DOCUMENT SEGMENT:
To determine the effect of hospital characteristics on failure to rescue after high-risk surgery in Medicare beneficiaries.
Summary Background Data:
Reducing failure to rescue events is a common quality target for US hospitals. Little is known about which hospital characteristics influence this phenomenon and more importantly by how much.
We identified 1,945,802 Medicare beneficiaries undergoing 1 of six high-risk general or vascular operations between 2007 and 2010. Using multilevel mixed-effects logistic regression modeling, we evaluated how failure to rescue rates were influenced by specific hospital characteristics previously associated with postsurgical outcomes. We used variance partitioning to determine the relative influence of patient and hospital characteristics on the between-hospital variability in failure to rescue rates.
Failure to rescue rates varied up to 11-fold between very high and very low mortality hospitals. Comparing the highest and lowest mortality hospitals, we observed that teaching status (range: odds ratio [OR] 1.08–1.54), high hospital technology (range: OR 1.08–1.58), increasing nurse-to-patient ratio (range: OR 1.02–1.14), and presence of >20 intensive care unit (ICU) beds (range: OR 1.09–1.62) significantly influenced failure to rescue rates for all procedures. When taken together, hospital and patient characteristics accounted for 12% (lower extremity revascularization) to 57% (esophagectomy) of the observed variation in failure to rescue rates across hospitals.

[Region pointing material]
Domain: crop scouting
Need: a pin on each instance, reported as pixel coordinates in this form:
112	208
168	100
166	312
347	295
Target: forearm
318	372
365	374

WHAT THIS TASK INVOLVES:
Repeat the portion of the failure-to-rescue study summary starting with "We identified 1,945,802" and going on through "to rescue rates.".

EXERCISE RESULT:
We identified 1,945,802 Medicare beneficiaries undergoing 1 of six high-risk general or vascular operations between 2007 and 2010. Using multilevel mixed-effects logistic regression modeling, we evaluated how failure to rescue rates were influenced by specific hospital characteristics previously associated with postsurgical outcomes. We used variance partitioning to determine the relative influence of patient and hospital characteristics on the between-hospital variability in failure to rescue rates.